**What you have to do**
Your task is to write out exactly the lines of the listing below, from the first down to the line that holds "positive clicks: (496, 278) (503, 285)".

**Extracted material**
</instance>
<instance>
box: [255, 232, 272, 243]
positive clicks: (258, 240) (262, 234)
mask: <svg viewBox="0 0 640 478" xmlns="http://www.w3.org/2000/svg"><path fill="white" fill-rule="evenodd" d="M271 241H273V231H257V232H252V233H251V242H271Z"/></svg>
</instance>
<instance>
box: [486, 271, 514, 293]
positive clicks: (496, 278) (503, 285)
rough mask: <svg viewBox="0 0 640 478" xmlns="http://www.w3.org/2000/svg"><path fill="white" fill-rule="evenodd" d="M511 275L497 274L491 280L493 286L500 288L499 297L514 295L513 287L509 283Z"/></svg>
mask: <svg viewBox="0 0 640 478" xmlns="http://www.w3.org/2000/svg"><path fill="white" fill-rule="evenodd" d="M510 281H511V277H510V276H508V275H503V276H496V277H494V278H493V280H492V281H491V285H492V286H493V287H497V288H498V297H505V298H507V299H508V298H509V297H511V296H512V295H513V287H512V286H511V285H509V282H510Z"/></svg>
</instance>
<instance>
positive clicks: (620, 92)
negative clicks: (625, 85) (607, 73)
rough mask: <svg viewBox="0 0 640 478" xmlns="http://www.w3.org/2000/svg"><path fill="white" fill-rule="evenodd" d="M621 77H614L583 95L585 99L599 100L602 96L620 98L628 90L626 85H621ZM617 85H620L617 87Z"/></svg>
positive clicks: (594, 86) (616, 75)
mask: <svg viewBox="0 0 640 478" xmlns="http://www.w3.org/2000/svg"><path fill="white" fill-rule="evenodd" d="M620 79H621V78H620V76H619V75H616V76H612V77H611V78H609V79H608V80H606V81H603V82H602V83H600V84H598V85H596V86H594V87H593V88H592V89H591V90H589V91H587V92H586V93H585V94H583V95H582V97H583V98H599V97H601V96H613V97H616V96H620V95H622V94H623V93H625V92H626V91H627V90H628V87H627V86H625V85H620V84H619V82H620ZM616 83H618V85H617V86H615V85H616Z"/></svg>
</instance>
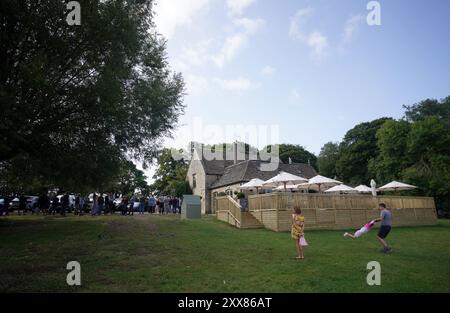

**Response to this task**
</instance>
<instance>
box: [255, 232, 272, 243]
positive clicks: (258, 240) (262, 234)
mask: <svg viewBox="0 0 640 478" xmlns="http://www.w3.org/2000/svg"><path fill="white" fill-rule="evenodd" d="M271 241H273V231H257V232H252V233H251V242H271Z"/></svg>
</instance>
<instance>
box: [486, 271, 514, 293]
positive clicks: (496, 278) (503, 285)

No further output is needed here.